- [Work instruction]
Copy verbatim the block of lines in the entries below whose first line contains "x=197, y=265" and whose last line contains "# point at: green vegetation". Leave out all other lines.

- [The input]
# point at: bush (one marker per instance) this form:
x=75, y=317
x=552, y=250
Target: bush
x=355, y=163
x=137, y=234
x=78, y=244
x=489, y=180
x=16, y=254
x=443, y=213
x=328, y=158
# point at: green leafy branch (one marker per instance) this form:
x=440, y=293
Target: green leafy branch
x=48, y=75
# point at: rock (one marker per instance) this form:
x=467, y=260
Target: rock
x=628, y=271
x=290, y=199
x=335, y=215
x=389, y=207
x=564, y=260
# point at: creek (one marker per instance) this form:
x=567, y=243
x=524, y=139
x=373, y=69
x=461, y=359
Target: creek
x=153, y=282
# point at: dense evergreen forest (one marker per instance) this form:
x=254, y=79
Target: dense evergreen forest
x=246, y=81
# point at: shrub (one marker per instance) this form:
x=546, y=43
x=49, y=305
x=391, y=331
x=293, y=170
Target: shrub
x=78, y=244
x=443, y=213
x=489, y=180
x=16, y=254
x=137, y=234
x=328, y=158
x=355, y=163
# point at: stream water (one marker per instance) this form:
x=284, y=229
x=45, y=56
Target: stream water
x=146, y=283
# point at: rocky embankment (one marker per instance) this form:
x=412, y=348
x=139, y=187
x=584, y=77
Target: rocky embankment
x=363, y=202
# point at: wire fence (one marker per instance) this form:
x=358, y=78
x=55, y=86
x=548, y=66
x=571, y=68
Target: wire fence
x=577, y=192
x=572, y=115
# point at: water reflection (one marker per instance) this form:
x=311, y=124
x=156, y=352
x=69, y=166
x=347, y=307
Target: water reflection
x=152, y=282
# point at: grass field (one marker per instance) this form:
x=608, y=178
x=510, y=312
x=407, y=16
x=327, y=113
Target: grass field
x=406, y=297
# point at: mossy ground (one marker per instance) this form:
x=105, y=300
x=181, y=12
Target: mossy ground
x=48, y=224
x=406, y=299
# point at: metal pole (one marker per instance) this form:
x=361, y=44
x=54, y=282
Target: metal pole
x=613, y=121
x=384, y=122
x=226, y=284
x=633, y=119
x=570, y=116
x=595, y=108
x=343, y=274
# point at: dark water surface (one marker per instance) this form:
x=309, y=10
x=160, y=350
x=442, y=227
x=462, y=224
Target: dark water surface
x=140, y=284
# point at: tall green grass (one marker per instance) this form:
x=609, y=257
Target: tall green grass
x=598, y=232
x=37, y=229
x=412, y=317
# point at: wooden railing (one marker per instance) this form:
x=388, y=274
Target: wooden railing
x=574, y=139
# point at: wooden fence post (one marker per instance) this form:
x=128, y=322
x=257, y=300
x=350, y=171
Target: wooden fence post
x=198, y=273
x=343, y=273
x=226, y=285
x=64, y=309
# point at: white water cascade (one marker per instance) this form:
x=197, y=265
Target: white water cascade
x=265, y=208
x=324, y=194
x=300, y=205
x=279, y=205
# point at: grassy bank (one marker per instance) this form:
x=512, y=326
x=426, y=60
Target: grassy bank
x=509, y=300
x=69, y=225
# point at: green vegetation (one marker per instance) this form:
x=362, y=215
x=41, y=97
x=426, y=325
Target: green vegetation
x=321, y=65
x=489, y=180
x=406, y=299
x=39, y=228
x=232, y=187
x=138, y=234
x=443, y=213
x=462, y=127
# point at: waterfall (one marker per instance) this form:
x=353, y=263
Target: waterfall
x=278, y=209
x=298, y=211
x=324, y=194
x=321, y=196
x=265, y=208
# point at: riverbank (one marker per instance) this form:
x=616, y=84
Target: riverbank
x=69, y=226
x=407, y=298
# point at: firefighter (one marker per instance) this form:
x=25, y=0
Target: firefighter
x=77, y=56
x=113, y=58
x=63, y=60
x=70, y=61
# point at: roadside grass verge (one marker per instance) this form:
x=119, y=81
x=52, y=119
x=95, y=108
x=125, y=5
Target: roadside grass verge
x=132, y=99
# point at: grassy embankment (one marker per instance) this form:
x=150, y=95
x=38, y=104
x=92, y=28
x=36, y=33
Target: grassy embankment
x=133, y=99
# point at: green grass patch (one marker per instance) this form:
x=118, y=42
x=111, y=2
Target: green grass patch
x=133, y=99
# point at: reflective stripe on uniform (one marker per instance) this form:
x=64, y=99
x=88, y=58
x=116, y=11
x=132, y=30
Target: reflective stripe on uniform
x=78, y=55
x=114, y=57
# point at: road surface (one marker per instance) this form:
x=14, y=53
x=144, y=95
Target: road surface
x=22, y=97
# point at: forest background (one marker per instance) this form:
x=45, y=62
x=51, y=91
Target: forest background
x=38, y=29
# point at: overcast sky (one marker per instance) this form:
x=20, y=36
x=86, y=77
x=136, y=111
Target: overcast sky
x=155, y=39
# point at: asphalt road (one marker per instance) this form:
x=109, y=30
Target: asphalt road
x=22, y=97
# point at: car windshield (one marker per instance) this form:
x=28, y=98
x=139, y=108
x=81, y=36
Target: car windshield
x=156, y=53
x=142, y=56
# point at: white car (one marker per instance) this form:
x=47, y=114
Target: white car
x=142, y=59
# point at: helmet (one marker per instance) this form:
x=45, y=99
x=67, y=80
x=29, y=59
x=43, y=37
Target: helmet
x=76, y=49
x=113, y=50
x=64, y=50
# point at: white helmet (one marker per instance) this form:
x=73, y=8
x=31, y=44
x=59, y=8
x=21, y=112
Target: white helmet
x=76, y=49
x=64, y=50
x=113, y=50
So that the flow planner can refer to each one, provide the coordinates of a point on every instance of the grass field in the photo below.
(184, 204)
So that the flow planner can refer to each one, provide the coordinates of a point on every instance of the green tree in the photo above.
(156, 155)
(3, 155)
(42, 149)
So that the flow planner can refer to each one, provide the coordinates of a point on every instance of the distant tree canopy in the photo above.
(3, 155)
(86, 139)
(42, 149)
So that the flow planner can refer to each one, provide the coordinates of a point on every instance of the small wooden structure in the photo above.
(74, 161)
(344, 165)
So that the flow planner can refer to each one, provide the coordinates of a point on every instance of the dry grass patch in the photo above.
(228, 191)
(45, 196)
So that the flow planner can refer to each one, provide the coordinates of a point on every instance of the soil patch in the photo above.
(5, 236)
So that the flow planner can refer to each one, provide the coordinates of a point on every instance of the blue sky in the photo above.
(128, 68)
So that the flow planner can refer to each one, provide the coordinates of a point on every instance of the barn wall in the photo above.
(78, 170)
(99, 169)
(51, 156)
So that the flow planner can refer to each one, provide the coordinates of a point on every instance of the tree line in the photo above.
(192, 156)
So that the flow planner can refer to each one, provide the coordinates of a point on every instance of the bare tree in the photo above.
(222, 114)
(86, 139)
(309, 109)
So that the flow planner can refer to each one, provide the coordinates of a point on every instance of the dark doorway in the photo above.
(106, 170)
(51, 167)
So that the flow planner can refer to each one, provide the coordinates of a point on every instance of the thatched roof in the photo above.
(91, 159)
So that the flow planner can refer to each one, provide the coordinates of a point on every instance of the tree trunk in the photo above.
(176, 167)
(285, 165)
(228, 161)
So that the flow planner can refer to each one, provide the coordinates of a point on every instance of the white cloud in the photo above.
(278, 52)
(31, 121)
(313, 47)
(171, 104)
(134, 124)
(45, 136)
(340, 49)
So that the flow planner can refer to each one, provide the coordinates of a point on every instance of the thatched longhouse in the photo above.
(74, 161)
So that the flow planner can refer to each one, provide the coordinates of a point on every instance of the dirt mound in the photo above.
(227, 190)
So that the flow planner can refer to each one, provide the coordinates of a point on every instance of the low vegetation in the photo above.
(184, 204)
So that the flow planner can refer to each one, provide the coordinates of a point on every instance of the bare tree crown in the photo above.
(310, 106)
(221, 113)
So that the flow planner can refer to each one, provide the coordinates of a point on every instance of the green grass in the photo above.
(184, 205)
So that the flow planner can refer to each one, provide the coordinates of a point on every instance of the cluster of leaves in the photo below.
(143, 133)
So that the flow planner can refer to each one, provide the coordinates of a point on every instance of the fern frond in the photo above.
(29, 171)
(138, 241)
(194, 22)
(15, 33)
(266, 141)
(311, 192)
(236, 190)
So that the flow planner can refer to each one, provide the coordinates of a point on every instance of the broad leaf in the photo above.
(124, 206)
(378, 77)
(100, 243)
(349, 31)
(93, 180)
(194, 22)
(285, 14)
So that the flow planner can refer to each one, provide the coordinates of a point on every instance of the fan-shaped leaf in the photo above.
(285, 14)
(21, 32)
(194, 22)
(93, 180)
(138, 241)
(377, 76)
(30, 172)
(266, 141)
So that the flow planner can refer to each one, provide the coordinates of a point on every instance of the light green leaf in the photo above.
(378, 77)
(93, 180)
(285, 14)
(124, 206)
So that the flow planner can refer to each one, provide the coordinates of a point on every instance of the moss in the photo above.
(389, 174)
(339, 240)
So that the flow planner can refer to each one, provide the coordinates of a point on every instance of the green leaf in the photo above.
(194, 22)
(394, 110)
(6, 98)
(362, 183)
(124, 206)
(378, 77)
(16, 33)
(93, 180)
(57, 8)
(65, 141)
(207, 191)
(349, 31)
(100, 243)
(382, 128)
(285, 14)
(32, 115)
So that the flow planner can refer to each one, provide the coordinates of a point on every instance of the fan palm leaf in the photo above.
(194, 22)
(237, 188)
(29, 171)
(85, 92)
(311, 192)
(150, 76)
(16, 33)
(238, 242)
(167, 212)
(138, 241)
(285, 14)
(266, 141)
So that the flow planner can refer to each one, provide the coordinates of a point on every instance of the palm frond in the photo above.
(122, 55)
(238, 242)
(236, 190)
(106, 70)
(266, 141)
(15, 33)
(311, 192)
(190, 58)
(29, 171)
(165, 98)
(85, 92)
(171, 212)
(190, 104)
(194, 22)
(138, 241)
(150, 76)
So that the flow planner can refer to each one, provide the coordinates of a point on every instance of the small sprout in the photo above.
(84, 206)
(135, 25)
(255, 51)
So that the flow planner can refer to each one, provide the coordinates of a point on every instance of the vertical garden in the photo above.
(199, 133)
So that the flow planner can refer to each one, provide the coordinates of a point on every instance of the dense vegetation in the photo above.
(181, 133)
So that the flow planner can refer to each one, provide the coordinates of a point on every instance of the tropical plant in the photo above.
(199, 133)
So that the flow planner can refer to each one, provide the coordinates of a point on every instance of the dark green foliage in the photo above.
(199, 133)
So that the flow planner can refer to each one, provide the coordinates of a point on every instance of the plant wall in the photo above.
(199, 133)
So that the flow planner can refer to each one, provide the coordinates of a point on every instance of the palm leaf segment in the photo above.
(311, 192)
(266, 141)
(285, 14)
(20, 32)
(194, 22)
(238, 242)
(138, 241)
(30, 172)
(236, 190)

- [Exercise solution]
x=197, y=265
Target: white water cascade
x=265, y=208
x=324, y=194
x=300, y=205
x=279, y=205
# point at: grassy bank (one marker per instance) this form:
x=512, y=326
x=426, y=60
Target: grassy bank
x=509, y=300
x=69, y=225
# point at: green vegetation (one marker per instance) this form:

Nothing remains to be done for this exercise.